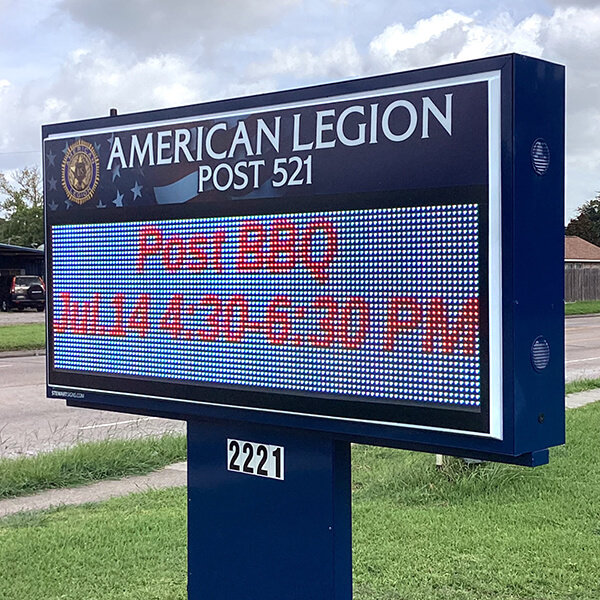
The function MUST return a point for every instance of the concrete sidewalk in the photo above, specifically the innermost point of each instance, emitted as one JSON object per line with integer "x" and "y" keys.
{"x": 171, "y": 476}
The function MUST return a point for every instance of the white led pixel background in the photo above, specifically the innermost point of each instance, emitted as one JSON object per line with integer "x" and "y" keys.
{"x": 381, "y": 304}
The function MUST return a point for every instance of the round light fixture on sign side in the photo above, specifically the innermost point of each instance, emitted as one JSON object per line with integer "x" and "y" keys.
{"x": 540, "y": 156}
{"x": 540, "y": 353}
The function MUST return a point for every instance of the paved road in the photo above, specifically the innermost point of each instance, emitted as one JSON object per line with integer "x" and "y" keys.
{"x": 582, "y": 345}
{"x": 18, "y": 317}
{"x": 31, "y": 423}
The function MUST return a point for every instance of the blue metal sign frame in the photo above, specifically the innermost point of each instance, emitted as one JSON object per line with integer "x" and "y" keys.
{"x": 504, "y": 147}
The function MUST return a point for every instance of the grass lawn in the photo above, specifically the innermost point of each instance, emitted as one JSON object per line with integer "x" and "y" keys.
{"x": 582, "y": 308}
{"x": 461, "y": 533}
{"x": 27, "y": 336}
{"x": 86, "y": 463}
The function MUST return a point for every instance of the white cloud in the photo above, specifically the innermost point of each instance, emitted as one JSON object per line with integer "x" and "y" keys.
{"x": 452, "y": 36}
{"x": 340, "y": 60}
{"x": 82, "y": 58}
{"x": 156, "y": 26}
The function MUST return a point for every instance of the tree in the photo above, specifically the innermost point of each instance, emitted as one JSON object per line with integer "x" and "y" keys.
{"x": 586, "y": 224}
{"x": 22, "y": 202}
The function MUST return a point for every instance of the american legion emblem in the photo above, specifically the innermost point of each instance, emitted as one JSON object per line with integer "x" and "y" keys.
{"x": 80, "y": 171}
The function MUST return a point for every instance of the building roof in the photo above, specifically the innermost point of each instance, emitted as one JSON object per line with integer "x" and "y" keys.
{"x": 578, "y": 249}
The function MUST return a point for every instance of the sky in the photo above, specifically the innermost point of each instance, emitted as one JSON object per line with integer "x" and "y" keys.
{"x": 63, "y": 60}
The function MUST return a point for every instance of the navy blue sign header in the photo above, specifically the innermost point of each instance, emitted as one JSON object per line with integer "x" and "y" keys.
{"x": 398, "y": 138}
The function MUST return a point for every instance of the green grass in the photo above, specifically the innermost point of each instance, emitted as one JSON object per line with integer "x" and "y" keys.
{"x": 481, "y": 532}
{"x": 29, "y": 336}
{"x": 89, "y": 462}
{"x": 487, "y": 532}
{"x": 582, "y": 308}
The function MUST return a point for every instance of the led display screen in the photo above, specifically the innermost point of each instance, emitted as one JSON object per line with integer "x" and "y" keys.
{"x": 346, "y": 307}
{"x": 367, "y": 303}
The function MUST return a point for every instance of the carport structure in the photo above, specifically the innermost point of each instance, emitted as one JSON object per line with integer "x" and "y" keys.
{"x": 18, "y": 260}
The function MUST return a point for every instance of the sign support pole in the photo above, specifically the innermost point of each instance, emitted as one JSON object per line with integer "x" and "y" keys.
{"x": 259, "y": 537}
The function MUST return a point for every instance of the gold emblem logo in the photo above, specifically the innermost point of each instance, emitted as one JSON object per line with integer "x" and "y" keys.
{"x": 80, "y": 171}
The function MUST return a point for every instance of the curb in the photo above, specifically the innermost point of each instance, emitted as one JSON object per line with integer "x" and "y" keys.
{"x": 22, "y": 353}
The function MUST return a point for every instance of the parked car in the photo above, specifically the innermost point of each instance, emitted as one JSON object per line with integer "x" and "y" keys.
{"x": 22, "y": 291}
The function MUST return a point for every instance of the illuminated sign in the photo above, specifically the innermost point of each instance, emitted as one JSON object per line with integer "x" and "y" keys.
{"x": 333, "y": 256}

*Problem statement*. Set down every entry above verbatim, without pictures.

*Task answer*.
The function MUST return a point for every instance of the concrete sidewalk in the photo above, specifically the innermost point of each instance, emitted as one JSON object per line with integer "x" and "y" keys.
{"x": 171, "y": 476}
The function MUST return a point for every instance of the white led pixel background in the photo above, specifically the innermost point of each instance, emitted as one JSON object per line with integer "x" and "y" keys.
{"x": 381, "y": 304}
The function MUST return a point for every instance of the round light fixture on sign side in the photo above, specifically the innermost point of each instance, emitted as one JSON object per line with integer "x" and "y" keys.
{"x": 540, "y": 156}
{"x": 540, "y": 353}
The function MUST return a point for every instance of the paved road in the photo above, specifically the innermost point of each instance, emitted as one JSON object per line with integer "x" and "y" keys.
{"x": 582, "y": 345}
{"x": 18, "y": 317}
{"x": 31, "y": 423}
The function MUST return a point for every instance of the blue metal sign frame in the photo above, specifically the innermost point of each instance, emitted as one JSON object per line with integer "x" and "y" keys.
{"x": 504, "y": 147}
The function MUST return a point for every instance of the grass lawn in the photo above, specifically the innermost point of each instance, emitted as one JSON object per line with integer "x" and "y" keys.
{"x": 582, "y": 308}
{"x": 461, "y": 533}
{"x": 27, "y": 336}
{"x": 86, "y": 463}
The function MUST return a point for every instance of the white cloud in the photo above, specifically the innermost point of each instance, emitted as one JSON object per line with integer "x" and "y" keys.
{"x": 452, "y": 36}
{"x": 340, "y": 60}
{"x": 82, "y": 58}
{"x": 156, "y": 26}
The function MUST return a point for every instance of the tree in the photo above, specifically the innermost point of each instance, emitted as one JSON object per line with integer "x" and "y" keys.
{"x": 586, "y": 224}
{"x": 22, "y": 202}
The function MUST return a point for every instance of the american legion emblem in the photo above, specifically the innermost point of each instance, emitted as one JSON object per line with integer "x" and "y" keys.
{"x": 80, "y": 171}
The function MUST return a point for every instance of the building roof in the photo above, specifically the innermost point of each instance, emitted as one JSON object per line with integer "x" and "y" keys.
{"x": 578, "y": 249}
The function MUST return a point for every instance of the sky in the photo above, specifically the innermost point of each instance, emitted as one JSON object per line with integer "x" and "y" keys.
{"x": 63, "y": 60}
The function MUST return a point for every instance of the navy blue sign header in the photo above, specifically the innermost point of each instance, emitted as one JSON object per line with integer "x" and "y" keys.
{"x": 398, "y": 138}
The function MUST return a point for every instance of the green grass in the photo above, specifically the innermost point of each instance, emitted as one JSON object per line with integer "x" and "y" keys.
{"x": 481, "y": 532}
{"x": 29, "y": 336}
{"x": 89, "y": 462}
{"x": 487, "y": 532}
{"x": 582, "y": 308}
The function MUST return a point for every instance of the led display screen in the photo above, specifically the innermost point of each instance, emitted as one JSON object per line with integer "x" and "y" keys.
{"x": 346, "y": 307}
{"x": 367, "y": 303}
The function MUST return a point for every instance of the carport structure in the photo above, specifically the innermost point of each instance, emitted as one JSON object per line with integer "x" and "y" keys.
{"x": 18, "y": 260}
The function MUST return a point for every instance of the sign support pole in the photo above, specifically the innermost point of each instance, emitted as one JSON object per line with integer "x" and "y" keys.
{"x": 259, "y": 537}
The function MUST return a point for every instance of the gold emblem logo in the photo above, specifically the innermost point of each instance, emitted as one JSON object per line with integer "x" and "y" keys.
{"x": 80, "y": 171}
The function MUST return a point for every instance of the curb in the photo above, specifically the innermost point of each instance, emitted as one JSON object per line with integer "x" and "y" keys.
{"x": 22, "y": 353}
The function MUST return a point for every instance of the parked car in the photo above, specifically the innermost point of each instance, emitted as one JSON object per line with integer "x" and "y" keys.
{"x": 22, "y": 291}
The function MUST return a point for every instance of the illuminated sign in the photo above, specifically the innermost point of each instance, emitted as one JSON object per line with integer "x" and "y" keys.
{"x": 333, "y": 256}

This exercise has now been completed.